CHALLENGE: Print the entries below in their entirety, exactly as they are written.
═════ RECORDS FOR THIS EXERCISE
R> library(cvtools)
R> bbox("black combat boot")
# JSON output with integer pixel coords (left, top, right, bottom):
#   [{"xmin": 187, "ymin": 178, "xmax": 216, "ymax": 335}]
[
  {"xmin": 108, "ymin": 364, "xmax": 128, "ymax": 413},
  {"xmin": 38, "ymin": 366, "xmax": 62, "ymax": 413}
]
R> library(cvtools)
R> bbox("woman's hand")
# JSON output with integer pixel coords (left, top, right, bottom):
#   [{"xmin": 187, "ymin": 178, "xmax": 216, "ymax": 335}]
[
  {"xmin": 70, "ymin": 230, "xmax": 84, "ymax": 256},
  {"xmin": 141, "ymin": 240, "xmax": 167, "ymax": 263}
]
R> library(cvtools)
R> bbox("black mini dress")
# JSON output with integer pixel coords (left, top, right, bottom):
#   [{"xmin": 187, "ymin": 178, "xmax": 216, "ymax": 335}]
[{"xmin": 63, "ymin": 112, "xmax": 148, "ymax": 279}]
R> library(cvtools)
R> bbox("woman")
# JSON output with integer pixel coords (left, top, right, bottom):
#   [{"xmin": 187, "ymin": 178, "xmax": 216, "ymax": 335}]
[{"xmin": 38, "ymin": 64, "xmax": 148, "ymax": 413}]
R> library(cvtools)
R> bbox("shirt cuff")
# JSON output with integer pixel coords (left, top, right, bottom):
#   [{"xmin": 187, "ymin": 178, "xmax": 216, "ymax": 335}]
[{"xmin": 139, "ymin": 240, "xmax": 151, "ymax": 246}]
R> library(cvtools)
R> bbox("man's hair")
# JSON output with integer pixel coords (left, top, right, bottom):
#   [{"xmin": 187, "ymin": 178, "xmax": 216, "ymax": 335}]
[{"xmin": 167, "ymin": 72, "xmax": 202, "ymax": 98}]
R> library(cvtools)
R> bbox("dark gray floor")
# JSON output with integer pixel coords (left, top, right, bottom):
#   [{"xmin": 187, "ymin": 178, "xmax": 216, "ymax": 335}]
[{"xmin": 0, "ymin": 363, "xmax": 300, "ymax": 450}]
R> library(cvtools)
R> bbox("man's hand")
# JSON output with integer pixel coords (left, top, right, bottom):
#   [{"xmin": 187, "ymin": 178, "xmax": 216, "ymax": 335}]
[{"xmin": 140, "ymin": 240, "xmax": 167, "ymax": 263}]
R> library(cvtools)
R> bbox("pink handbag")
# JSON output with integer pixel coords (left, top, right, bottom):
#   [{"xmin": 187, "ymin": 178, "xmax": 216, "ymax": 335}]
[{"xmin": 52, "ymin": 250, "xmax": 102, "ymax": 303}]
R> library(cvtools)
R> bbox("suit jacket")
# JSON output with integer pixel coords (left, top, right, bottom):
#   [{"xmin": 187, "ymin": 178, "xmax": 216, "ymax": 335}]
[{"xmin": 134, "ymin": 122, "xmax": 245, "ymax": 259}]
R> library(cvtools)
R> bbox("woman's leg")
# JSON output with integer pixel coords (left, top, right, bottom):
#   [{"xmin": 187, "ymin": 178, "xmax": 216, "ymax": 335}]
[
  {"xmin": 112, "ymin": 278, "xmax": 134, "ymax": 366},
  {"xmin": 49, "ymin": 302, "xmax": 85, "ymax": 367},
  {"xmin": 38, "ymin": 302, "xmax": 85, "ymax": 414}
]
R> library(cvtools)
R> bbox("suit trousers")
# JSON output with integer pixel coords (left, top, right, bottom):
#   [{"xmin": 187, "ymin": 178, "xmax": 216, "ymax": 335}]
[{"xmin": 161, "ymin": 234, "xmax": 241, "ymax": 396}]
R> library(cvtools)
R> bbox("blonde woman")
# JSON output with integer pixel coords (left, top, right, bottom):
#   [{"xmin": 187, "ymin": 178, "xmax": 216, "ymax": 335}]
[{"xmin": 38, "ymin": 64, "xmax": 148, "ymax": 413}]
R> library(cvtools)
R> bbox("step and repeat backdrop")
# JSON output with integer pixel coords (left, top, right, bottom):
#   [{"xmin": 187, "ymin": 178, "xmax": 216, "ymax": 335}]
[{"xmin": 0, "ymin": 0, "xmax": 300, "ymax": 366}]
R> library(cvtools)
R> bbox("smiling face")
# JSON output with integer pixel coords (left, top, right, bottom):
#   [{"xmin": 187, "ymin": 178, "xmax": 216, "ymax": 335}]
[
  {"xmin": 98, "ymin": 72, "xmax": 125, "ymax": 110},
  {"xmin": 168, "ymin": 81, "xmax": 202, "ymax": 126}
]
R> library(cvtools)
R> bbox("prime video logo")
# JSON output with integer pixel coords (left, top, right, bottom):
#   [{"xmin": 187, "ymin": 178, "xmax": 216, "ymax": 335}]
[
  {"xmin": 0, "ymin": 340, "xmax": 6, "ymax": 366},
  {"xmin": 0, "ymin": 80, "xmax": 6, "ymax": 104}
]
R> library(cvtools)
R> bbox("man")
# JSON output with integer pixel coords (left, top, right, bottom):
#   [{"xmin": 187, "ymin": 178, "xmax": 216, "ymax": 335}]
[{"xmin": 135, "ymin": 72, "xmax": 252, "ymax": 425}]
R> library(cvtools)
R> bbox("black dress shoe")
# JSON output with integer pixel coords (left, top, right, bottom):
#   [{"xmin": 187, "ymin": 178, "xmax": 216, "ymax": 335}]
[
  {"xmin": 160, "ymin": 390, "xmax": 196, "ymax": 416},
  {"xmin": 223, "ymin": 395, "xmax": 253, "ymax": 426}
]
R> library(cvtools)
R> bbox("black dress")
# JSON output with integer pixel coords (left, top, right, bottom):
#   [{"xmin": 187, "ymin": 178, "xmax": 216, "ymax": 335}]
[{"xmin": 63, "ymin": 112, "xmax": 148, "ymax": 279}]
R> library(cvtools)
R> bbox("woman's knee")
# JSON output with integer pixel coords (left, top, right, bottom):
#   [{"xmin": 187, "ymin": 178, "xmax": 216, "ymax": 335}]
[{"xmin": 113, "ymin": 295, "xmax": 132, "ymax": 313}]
══════════
CORRECT RESULT:
R> library(cvtools)
R> bbox("black combat boot")
# JSON output with integer pixel coords (left, top, right, bottom):
#   [{"xmin": 187, "ymin": 178, "xmax": 216, "ymax": 335}]
[
  {"xmin": 108, "ymin": 364, "xmax": 128, "ymax": 413},
  {"xmin": 38, "ymin": 366, "xmax": 62, "ymax": 413}
]
R> library(cvtools)
R> bbox("woman's hand")
# JSON output with integer pixel coords (left, top, right, bottom):
#   [{"xmin": 187, "ymin": 178, "xmax": 216, "ymax": 335}]
[
  {"xmin": 70, "ymin": 230, "xmax": 84, "ymax": 256},
  {"xmin": 141, "ymin": 240, "xmax": 167, "ymax": 263}
]
R> library(cvtools)
R> bbox("black mini dress")
# JSON output with integer pixel coords (left, top, right, bottom):
#   [{"xmin": 187, "ymin": 178, "xmax": 216, "ymax": 335}]
[{"xmin": 63, "ymin": 112, "xmax": 148, "ymax": 279}]
R> library(cvtools)
R> bbox("woman")
# JSON output with integer pixel coords (left, top, right, bottom):
#   [{"xmin": 187, "ymin": 178, "xmax": 216, "ymax": 335}]
[{"xmin": 38, "ymin": 64, "xmax": 148, "ymax": 413}]
R> library(cvtools)
R> bbox("shirt cuff")
# JSON output with integer pixel coords (left, top, right, bottom):
#   [{"xmin": 187, "ymin": 178, "xmax": 216, "ymax": 335}]
[{"xmin": 139, "ymin": 240, "xmax": 151, "ymax": 246}]
R> library(cvtools)
R> bbox("man's hair")
# JSON output with integer pixel coords (left, top, right, bottom):
#   [{"xmin": 187, "ymin": 178, "xmax": 216, "ymax": 335}]
[{"xmin": 167, "ymin": 72, "xmax": 202, "ymax": 98}]
R> library(cvtools)
R> bbox("dark gray floor")
# JSON output with integer pixel coords (left, top, right, bottom):
#   [{"xmin": 187, "ymin": 178, "xmax": 216, "ymax": 335}]
[{"xmin": 0, "ymin": 363, "xmax": 300, "ymax": 450}]
R> library(cvtools)
R> bbox("man's hand")
# JSON output with integer pixel coords (left, top, right, bottom):
#   [{"xmin": 187, "ymin": 178, "xmax": 216, "ymax": 335}]
[{"xmin": 140, "ymin": 240, "xmax": 167, "ymax": 263}]
R> library(cvtools)
R> bbox("pink handbag")
# JSON output with integer pixel coords (left, top, right, bottom):
#   [{"xmin": 187, "ymin": 178, "xmax": 216, "ymax": 335}]
[{"xmin": 52, "ymin": 250, "xmax": 102, "ymax": 303}]
R> library(cvtools)
R> bbox("suit jacket")
# JSON output with integer pixel coords (left, top, right, bottom):
#   [{"xmin": 187, "ymin": 178, "xmax": 216, "ymax": 335}]
[{"xmin": 134, "ymin": 122, "xmax": 245, "ymax": 259}]
R> library(cvtools)
R> bbox("woman's leg")
# JSON output with integer pixel coords (left, top, right, bottom):
#   [{"xmin": 187, "ymin": 178, "xmax": 216, "ymax": 335}]
[
  {"xmin": 112, "ymin": 278, "xmax": 134, "ymax": 366},
  {"xmin": 49, "ymin": 302, "xmax": 85, "ymax": 367},
  {"xmin": 38, "ymin": 302, "xmax": 85, "ymax": 414}
]
R> library(cvtools)
R> bbox("suit trousers")
# JSON output with integer pixel coords (left, top, right, bottom):
#   [{"xmin": 187, "ymin": 178, "xmax": 216, "ymax": 335}]
[{"xmin": 161, "ymin": 234, "xmax": 241, "ymax": 396}]
R> library(cvtools)
R> bbox("blonde woman")
# JSON output with integer pixel coords (left, top, right, bottom):
#   [{"xmin": 187, "ymin": 178, "xmax": 216, "ymax": 335}]
[{"xmin": 38, "ymin": 64, "xmax": 148, "ymax": 413}]
R> library(cvtools)
R> bbox("step and repeat backdrop")
# JSON output with integer pixel coords (left, top, right, bottom):
#   [{"xmin": 187, "ymin": 178, "xmax": 216, "ymax": 335}]
[{"xmin": 0, "ymin": 0, "xmax": 300, "ymax": 366}]
R> library(cvtools)
R> bbox("smiling face")
# JSON output with integer pixel coords (left, top, right, bottom):
#   [{"xmin": 187, "ymin": 178, "xmax": 216, "ymax": 335}]
[
  {"xmin": 98, "ymin": 72, "xmax": 125, "ymax": 110},
  {"xmin": 168, "ymin": 81, "xmax": 202, "ymax": 126}
]
R> library(cvtools)
R> bbox("prime video logo")
# JSON output with integer pixel coords (left, top, right, bottom):
#   [{"xmin": 187, "ymin": 178, "xmax": 216, "ymax": 335}]
[
  {"xmin": 0, "ymin": 340, "xmax": 6, "ymax": 366},
  {"xmin": 0, "ymin": 80, "xmax": 6, "ymax": 104}
]
R> library(cvtools)
R> bbox("man")
# JSON output with integer pixel coords (left, top, right, bottom):
#   [{"xmin": 187, "ymin": 178, "xmax": 216, "ymax": 335}]
[{"xmin": 135, "ymin": 72, "xmax": 252, "ymax": 425}]
R> library(cvtools)
R> bbox("black dress shoe")
# JSON output with integer pixel coords (left, top, right, bottom):
#   [{"xmin": 187, "ymin": 178, "xmax": 216, "ymax": 335}]
[
  {"xmin": 160, "ymin": 390, "xmax": 196, "ymax": 416},
  {"xmin": 223, "ymin": 395, "xmax": 253, "ymax": 426}
]
R> library(cvtools)
R> bbox("black dress")
# JSON output with integer pixel coords (left, top, right, bottom):
#   [{"xmin": 187, "ymin": 178, "xmax": 216, "ymax": 335}]
[{"xmin": 63, "ymin": 112, "xmax": 148, "ymax": 279}]
R> library(cvtools)
R> bbox("woman's knee")
# JSON output with integer pixel coords (left, top, right, bottom):
#   [{"xmin": 187, "ymin": 178, "xmax": 216, "ymax": 335}]
[{"xmin": 113, "ymin": 295, "xmax": 132, "ymax": 313}]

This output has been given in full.